Problem description:
Pick out each line in the records below that contains the word "statue", and copy those lines.

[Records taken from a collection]

►

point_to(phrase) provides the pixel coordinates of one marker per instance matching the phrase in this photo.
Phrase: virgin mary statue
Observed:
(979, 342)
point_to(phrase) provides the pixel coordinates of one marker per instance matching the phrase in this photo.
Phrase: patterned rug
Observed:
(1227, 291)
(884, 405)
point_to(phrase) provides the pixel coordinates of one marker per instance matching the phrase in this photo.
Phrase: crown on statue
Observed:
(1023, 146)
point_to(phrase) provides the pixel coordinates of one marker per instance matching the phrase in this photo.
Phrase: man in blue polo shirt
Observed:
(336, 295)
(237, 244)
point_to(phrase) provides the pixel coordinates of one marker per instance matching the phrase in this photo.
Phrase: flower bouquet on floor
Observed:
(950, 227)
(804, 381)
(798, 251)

◄
►

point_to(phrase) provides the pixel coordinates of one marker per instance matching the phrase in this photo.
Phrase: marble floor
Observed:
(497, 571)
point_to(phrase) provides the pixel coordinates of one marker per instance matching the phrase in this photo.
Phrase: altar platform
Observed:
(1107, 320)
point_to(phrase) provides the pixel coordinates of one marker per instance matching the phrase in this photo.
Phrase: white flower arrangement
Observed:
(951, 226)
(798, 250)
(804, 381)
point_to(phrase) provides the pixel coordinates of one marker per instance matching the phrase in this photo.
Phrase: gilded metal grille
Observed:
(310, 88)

◄

Output below:
Phrase: virgin mary statue
Phrase: crown on statue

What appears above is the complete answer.